• Problem requirements
From the data below, return the exact lines starting at the line containing "[(266, 219)]" and ending at the line containing "# put one point on every instance of the bark", both included, and nothing else.

• Given information

◆ ◆ ◆ ◆

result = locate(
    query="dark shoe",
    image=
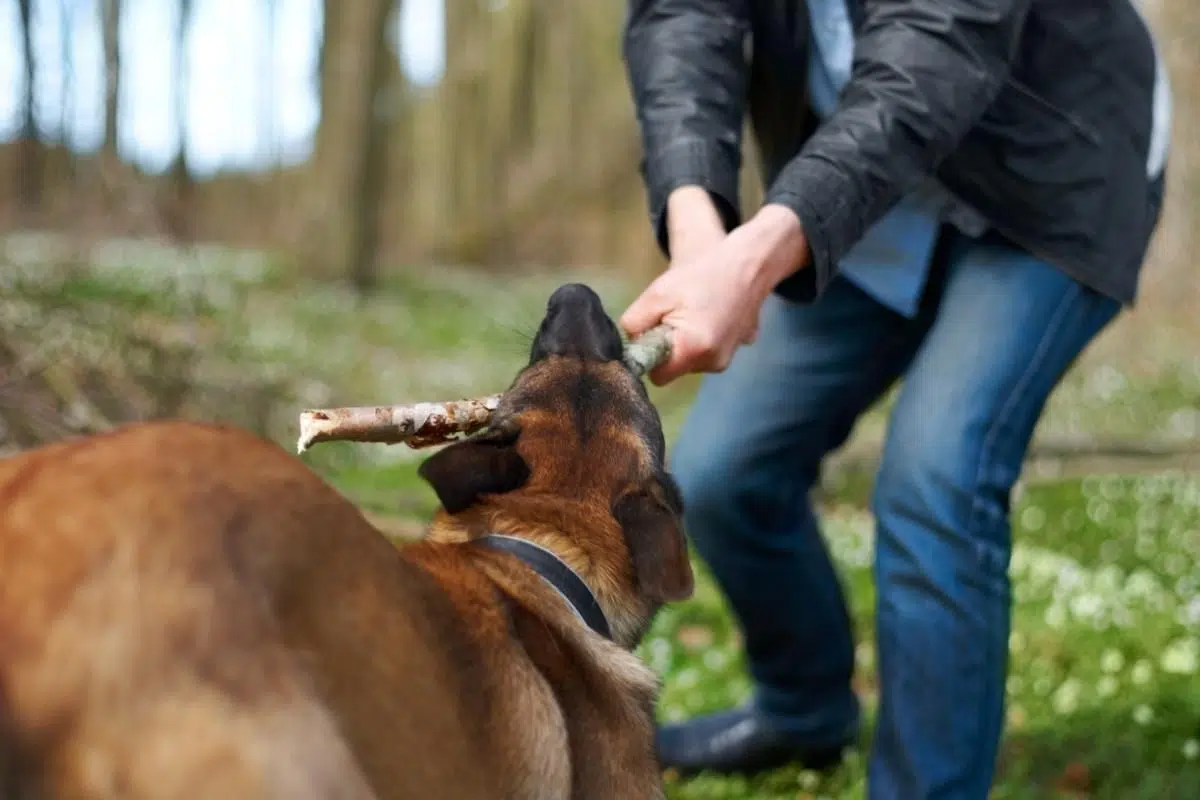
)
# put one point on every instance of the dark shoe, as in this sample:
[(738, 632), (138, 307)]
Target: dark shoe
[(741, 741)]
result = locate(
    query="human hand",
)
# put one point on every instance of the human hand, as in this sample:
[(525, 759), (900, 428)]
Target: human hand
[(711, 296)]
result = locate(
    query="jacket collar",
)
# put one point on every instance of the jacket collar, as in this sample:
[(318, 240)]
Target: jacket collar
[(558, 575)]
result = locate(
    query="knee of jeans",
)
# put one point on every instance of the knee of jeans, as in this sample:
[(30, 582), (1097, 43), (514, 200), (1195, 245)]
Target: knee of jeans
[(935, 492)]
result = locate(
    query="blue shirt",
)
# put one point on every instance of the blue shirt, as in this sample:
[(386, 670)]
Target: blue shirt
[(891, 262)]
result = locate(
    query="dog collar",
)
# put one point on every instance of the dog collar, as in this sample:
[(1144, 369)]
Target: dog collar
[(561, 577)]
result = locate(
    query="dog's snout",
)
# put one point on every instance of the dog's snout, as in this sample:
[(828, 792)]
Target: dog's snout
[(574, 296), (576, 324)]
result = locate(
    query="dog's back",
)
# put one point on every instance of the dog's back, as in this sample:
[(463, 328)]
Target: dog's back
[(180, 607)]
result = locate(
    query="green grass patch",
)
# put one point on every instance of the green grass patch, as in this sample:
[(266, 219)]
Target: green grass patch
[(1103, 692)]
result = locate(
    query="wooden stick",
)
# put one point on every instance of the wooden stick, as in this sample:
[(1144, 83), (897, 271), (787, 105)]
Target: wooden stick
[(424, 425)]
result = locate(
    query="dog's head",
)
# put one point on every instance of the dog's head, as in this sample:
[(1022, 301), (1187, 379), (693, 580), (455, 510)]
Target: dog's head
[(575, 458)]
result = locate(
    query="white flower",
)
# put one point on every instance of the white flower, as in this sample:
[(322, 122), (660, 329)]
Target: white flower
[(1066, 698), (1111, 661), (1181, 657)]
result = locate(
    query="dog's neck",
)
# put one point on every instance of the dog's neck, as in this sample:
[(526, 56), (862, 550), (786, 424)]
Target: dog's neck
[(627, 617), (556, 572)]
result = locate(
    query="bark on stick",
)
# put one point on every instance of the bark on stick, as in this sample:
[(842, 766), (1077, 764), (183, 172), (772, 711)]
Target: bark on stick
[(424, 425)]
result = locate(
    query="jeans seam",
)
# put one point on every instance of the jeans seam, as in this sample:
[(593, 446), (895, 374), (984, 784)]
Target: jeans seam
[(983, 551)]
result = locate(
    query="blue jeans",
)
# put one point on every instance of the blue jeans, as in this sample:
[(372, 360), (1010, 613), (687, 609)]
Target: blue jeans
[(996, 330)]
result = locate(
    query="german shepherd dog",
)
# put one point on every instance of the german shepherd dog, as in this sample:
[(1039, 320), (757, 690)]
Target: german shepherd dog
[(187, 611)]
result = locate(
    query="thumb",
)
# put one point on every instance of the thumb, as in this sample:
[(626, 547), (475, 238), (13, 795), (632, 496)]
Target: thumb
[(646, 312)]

◆ ◆ ◆ ◆

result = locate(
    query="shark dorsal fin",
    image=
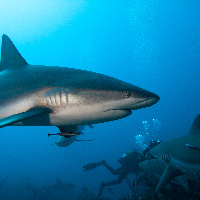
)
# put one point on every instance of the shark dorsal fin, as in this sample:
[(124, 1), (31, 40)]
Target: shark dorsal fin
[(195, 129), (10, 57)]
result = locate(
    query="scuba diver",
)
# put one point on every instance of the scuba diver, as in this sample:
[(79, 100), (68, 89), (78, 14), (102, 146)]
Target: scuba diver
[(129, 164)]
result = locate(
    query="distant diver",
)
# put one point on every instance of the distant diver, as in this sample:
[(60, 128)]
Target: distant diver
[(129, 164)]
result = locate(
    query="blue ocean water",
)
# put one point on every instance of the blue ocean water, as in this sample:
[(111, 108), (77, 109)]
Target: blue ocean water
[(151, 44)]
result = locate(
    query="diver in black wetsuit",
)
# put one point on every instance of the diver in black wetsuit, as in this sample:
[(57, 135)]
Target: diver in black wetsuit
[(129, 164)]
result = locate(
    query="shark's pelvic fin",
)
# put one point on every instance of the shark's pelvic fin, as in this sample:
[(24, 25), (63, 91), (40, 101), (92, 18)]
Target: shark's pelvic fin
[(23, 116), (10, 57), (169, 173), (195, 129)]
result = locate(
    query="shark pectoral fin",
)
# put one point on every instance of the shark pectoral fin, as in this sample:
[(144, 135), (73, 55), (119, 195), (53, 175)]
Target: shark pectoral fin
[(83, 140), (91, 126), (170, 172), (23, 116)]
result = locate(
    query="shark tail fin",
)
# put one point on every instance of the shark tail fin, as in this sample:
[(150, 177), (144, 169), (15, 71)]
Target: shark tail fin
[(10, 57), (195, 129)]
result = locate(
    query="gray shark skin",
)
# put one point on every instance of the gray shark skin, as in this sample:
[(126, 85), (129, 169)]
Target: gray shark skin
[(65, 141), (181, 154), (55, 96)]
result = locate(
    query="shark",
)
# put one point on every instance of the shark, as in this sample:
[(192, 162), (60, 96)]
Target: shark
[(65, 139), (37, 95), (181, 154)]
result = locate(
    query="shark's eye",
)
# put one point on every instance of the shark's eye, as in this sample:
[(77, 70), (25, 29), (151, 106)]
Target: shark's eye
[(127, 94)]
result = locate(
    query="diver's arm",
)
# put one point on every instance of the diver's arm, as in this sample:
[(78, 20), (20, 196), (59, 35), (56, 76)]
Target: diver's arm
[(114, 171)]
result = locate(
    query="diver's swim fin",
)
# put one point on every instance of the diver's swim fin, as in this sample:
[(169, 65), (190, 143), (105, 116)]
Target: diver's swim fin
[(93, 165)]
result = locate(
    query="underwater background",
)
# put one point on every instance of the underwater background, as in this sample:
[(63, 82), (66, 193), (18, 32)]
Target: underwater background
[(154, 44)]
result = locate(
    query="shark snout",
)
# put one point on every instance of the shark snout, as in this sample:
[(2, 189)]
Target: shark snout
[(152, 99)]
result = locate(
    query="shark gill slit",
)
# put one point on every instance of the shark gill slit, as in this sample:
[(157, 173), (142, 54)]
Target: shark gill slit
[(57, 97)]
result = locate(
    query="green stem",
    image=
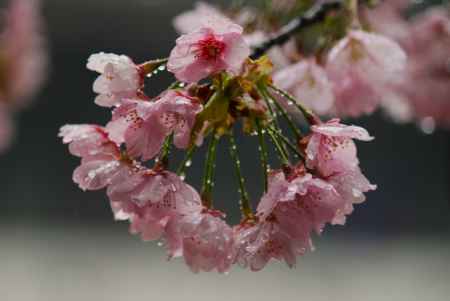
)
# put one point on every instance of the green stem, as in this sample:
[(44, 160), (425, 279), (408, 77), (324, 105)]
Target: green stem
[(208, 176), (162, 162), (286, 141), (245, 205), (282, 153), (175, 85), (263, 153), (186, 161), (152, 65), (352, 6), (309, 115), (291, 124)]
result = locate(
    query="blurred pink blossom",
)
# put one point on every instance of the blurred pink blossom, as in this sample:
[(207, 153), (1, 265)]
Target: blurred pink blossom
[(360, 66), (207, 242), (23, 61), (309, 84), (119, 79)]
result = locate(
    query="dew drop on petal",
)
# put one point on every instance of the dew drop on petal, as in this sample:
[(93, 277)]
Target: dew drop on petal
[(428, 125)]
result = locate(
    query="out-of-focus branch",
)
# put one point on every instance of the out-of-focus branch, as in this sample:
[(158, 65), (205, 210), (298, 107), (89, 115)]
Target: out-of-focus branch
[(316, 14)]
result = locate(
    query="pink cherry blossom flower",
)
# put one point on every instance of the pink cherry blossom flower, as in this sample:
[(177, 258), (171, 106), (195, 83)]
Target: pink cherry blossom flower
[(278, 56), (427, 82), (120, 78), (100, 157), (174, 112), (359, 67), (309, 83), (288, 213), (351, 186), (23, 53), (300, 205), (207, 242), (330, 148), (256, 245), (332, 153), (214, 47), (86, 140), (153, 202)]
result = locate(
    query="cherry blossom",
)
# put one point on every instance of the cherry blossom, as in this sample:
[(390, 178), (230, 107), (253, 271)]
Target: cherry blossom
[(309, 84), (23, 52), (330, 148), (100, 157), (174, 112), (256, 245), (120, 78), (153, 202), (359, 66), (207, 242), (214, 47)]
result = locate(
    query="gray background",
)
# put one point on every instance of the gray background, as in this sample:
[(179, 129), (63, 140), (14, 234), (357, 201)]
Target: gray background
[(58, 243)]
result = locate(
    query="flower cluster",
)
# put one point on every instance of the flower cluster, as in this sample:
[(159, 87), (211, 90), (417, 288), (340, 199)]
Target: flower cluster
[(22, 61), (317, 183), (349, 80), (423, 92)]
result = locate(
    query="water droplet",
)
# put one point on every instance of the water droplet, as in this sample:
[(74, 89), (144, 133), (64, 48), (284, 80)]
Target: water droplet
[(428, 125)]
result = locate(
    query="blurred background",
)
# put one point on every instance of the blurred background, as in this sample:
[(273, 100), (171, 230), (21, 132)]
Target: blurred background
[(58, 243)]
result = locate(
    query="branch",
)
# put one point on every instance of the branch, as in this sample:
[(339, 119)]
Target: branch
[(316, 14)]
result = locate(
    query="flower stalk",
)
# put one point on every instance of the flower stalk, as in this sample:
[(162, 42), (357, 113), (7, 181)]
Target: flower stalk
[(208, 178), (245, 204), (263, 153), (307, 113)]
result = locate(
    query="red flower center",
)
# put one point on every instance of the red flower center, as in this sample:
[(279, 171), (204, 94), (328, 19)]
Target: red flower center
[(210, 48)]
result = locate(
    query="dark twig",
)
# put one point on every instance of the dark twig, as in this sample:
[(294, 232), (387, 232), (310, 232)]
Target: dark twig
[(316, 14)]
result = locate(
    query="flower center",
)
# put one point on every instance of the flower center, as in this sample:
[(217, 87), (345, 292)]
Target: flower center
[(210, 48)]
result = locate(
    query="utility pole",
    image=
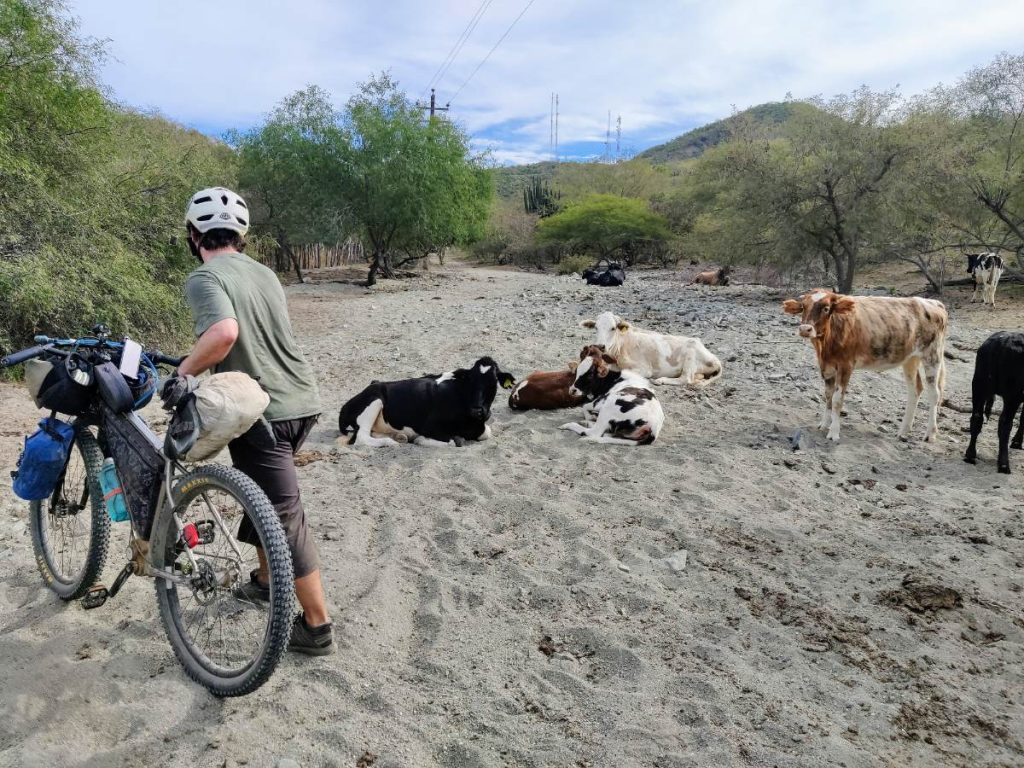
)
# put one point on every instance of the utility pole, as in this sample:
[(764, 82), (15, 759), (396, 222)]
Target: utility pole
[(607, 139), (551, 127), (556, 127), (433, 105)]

◆ ◆ ◆ ◆

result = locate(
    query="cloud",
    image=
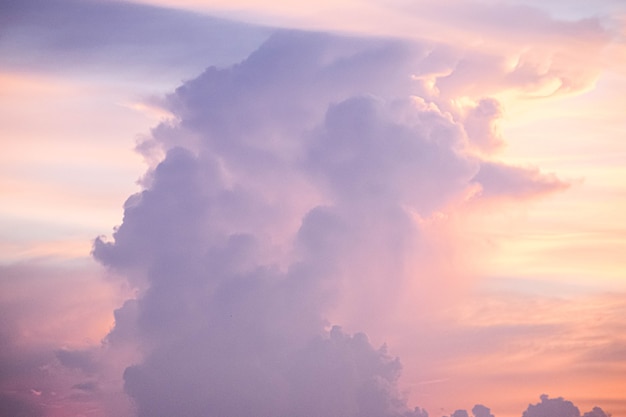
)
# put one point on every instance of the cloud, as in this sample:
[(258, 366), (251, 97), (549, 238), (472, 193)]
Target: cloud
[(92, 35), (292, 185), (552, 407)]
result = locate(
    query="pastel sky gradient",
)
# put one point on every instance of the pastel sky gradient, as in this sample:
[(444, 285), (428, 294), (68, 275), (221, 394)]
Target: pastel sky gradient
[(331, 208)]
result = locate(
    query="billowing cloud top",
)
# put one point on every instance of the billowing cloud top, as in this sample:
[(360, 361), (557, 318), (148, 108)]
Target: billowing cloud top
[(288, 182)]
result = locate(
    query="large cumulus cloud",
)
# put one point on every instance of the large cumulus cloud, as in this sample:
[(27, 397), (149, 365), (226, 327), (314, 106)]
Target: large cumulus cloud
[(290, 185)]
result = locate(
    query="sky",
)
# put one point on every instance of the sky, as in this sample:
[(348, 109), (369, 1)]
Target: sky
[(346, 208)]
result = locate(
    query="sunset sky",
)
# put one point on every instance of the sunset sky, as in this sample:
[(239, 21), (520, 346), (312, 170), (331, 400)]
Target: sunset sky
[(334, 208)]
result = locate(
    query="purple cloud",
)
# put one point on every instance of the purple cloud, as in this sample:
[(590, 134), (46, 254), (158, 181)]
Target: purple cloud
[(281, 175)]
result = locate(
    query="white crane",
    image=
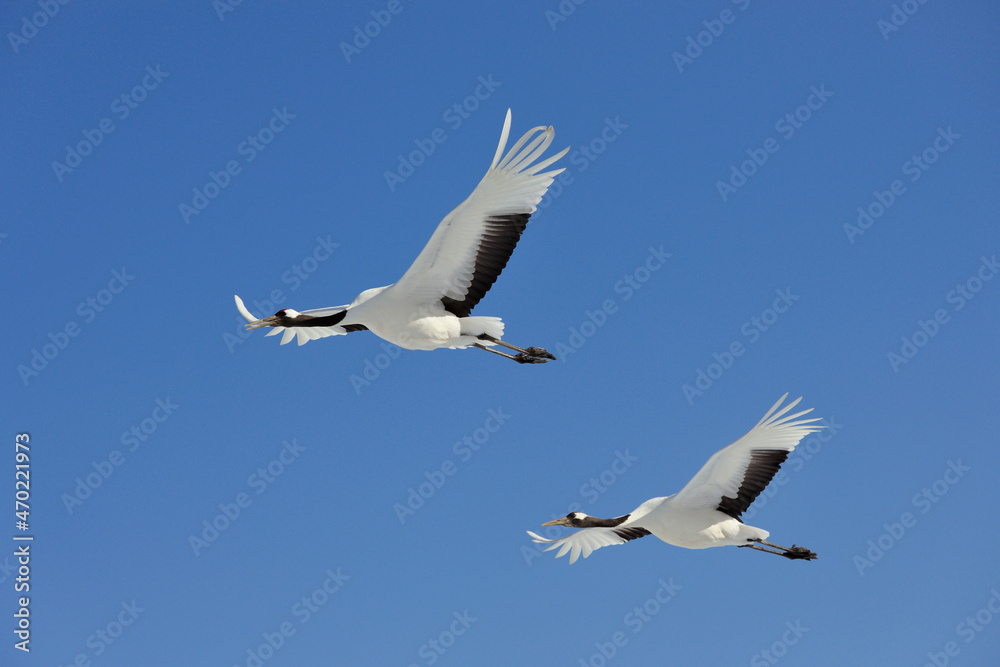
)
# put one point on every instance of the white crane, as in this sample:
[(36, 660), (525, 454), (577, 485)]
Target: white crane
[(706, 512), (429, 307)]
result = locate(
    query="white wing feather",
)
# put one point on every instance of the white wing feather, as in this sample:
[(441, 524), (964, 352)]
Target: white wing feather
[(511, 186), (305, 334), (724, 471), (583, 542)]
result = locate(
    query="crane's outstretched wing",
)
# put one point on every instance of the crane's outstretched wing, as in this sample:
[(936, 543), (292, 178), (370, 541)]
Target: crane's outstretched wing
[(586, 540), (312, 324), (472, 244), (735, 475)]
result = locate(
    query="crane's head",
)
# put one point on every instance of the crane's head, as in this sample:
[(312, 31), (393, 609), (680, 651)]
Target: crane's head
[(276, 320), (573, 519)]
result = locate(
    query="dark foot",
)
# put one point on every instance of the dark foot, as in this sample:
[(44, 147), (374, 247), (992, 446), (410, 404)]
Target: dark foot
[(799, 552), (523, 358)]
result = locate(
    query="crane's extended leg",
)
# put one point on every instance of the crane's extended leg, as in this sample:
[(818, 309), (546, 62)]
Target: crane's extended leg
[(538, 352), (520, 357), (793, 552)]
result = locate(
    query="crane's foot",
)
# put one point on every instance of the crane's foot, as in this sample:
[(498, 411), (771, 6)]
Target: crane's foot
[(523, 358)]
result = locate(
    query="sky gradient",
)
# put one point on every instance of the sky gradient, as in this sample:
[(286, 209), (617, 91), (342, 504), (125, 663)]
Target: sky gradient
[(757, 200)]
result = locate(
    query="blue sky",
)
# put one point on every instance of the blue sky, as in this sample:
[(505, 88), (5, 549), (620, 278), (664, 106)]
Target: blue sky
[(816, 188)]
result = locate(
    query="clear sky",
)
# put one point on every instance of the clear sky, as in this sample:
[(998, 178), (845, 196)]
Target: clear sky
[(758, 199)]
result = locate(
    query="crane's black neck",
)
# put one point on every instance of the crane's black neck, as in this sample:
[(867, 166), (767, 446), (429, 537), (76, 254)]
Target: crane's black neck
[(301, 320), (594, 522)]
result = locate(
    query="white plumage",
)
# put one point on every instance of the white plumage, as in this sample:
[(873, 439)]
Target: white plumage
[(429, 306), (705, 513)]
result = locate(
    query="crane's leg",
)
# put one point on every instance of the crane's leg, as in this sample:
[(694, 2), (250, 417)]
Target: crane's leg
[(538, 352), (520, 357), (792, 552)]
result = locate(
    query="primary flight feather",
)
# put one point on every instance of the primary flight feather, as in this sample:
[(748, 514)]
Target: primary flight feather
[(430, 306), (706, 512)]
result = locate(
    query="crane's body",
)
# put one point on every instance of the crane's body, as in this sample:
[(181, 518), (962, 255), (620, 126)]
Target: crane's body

◆ ◆ ◆ ◆

• Output below
[(266, 219)]
Target: green grass patch
[(1103, 692)]
result = locate(
    query="wooden stick",
)
# put one point on every instance of the wooden stick, as in this sample:
[(1144, 83), (897, 271), (787, 105)]
Target: wooden stick
[(424, 425)]
result = locate(
    query="dog's head",
)
# put one point on every instance of the dog's head, as in this sample:
[(1022, 301), (1187, 379), (693, 580), (455, 510)]
Target: dog's head
[(575, 458)]
result = locate(
    query="white flower",
)
# put one point on every instance of the white flower, as in this sample:
[(322, 122), (660, 329)]
Target: white flower
[(1066, 698), (1111, 661), (1181, 657)]
result = locate(
    query="dog's neck",
)
# put one point on every instance of the dog's neck, as in this sample:
[(526, 56), (862, 550), (786, 424)]
Target: dog's neck
[(627, 617), (556, 572)]
result = locate(
    query="bark on stick",
)
# put one point on every instance of the bark on stick, as in this sample:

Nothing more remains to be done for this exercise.